[Dataset excerpts]
::::

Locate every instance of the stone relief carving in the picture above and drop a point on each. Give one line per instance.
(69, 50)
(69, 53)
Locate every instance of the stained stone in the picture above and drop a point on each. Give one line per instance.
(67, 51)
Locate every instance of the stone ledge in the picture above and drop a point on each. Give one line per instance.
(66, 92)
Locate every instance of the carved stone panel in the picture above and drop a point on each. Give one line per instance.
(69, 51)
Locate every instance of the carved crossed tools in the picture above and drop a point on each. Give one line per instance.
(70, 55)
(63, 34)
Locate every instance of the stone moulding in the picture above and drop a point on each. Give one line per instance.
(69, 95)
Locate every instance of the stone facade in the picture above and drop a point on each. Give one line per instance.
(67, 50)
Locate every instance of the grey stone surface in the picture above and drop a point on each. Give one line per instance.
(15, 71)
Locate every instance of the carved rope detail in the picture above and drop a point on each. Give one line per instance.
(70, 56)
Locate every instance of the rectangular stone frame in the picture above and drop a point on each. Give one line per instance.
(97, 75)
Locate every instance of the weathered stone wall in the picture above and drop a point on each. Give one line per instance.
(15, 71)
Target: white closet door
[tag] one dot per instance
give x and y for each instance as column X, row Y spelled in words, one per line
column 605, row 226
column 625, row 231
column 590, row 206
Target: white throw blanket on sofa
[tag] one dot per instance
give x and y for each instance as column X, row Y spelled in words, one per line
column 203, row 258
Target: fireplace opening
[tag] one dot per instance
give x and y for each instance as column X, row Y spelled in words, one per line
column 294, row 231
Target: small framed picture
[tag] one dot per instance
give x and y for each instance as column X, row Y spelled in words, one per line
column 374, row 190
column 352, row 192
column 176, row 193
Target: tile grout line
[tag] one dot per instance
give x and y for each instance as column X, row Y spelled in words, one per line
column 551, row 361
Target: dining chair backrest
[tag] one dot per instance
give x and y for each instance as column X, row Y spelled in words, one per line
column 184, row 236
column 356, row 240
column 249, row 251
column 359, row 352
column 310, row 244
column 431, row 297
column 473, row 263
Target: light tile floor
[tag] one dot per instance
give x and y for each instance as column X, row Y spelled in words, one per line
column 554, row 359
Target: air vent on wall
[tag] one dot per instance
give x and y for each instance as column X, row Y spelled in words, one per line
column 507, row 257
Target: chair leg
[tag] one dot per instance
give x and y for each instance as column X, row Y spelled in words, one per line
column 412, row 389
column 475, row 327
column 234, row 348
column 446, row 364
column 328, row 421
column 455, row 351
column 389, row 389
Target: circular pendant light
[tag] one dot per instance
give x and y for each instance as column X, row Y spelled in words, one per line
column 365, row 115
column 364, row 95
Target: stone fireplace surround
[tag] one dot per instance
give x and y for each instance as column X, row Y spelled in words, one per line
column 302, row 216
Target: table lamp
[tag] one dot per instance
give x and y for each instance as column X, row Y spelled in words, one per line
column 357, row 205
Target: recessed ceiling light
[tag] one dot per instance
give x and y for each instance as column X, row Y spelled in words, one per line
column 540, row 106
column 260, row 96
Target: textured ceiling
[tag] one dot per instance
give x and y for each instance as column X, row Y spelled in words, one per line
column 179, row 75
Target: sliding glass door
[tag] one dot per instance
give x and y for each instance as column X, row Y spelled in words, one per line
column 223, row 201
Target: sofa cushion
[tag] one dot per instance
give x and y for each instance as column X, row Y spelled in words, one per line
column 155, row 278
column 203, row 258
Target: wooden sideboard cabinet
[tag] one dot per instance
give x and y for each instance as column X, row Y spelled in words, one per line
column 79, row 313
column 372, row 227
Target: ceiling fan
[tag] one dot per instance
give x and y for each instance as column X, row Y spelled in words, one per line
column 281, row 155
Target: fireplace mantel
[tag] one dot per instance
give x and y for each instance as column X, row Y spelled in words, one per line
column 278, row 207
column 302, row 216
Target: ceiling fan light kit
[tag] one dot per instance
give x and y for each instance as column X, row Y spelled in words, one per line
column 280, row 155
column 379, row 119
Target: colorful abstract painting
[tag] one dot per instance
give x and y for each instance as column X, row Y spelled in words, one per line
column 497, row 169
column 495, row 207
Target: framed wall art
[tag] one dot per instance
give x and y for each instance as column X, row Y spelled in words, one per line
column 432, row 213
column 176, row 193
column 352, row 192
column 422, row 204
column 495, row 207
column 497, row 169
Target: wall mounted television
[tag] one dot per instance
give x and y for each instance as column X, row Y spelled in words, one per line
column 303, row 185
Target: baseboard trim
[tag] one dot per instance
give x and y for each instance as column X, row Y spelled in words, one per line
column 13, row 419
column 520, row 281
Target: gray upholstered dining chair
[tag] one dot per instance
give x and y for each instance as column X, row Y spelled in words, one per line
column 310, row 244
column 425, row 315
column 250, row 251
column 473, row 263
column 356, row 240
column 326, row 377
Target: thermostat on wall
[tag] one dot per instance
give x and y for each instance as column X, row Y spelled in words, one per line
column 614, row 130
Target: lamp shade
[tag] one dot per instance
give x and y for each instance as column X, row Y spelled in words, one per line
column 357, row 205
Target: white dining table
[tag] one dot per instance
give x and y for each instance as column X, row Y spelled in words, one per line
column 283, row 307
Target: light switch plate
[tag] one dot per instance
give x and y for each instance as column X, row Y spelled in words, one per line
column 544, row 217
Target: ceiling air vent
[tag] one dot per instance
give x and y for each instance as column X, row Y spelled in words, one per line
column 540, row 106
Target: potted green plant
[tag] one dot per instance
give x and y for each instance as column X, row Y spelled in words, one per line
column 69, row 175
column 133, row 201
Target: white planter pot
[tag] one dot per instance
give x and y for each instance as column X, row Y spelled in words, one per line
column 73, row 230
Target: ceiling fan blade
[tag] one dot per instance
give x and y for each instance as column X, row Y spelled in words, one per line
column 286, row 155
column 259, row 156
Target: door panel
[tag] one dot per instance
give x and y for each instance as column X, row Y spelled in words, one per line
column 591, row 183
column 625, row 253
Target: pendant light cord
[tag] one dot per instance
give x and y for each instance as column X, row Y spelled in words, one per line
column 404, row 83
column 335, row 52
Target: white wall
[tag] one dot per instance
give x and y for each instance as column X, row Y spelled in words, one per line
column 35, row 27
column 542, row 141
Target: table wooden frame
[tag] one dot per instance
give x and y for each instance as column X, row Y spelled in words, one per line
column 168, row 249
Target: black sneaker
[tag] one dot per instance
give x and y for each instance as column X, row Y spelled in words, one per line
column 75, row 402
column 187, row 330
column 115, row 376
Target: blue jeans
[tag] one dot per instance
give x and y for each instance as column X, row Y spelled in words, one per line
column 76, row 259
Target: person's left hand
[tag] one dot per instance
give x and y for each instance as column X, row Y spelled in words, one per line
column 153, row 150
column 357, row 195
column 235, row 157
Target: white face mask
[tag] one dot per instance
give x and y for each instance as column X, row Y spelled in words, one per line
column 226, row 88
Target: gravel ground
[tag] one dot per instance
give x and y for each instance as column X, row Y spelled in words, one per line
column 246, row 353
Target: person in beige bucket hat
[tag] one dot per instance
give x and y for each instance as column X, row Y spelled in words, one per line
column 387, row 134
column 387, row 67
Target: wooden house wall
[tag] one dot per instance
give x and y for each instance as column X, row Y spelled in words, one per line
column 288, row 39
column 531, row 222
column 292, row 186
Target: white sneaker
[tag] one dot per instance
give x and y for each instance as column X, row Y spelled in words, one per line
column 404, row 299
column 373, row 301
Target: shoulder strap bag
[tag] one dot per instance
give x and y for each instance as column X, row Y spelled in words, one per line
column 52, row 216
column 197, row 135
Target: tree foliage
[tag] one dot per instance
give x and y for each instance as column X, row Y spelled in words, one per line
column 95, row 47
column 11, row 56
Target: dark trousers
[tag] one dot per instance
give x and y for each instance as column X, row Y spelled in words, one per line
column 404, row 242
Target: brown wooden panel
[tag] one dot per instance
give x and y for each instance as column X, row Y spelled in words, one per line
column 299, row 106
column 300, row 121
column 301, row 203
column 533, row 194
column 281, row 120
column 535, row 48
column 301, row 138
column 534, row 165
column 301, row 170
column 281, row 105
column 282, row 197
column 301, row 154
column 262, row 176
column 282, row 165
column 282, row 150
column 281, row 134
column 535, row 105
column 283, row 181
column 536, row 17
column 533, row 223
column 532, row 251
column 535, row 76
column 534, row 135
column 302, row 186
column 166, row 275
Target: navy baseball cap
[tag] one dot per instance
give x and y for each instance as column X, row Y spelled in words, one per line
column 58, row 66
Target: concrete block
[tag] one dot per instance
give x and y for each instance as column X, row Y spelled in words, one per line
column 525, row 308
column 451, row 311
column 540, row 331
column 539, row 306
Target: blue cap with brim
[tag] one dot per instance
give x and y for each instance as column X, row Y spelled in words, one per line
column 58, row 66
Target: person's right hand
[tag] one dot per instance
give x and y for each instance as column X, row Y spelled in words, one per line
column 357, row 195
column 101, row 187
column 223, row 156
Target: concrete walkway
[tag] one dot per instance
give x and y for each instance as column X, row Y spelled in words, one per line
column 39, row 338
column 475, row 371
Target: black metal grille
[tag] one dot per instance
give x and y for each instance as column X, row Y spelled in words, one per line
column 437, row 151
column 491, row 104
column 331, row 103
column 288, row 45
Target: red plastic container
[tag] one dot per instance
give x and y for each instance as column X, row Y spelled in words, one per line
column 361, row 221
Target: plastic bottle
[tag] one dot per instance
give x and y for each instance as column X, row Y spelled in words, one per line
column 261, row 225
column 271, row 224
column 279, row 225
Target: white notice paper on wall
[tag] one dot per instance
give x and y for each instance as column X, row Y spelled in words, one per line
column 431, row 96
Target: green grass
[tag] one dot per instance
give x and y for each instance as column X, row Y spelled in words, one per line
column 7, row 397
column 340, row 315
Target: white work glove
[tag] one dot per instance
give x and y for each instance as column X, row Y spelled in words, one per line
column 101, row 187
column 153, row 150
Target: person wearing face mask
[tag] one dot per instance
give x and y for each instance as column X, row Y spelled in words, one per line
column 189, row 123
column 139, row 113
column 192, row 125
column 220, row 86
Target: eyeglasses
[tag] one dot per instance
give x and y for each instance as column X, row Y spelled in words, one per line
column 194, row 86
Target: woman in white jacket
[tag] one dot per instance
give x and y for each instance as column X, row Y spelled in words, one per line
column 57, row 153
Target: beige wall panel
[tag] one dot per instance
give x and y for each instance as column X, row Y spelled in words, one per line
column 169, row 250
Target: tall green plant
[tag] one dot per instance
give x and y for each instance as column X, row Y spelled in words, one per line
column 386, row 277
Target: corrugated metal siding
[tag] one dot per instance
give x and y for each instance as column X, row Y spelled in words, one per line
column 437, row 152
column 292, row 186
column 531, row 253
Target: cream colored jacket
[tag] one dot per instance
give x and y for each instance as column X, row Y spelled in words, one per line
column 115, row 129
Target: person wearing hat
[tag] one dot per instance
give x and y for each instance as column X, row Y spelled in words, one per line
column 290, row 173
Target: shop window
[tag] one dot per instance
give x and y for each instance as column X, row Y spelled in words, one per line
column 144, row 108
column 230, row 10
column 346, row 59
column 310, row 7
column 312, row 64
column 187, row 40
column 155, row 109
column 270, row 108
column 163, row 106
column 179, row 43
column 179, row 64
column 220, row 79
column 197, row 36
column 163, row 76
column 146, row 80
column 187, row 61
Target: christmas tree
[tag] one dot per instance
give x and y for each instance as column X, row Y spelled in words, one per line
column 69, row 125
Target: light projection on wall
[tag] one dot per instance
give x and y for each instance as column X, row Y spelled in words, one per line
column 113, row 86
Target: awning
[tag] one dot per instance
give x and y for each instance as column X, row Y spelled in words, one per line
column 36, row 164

::::

EXERCISE BRIEF :: Go through the records above and, whenever a line includes the word "chair", copy it.

PROBLEM SOLUTION ::
Target: dining chair backrest
Target: chair leg
Target: gray upholstered dining chair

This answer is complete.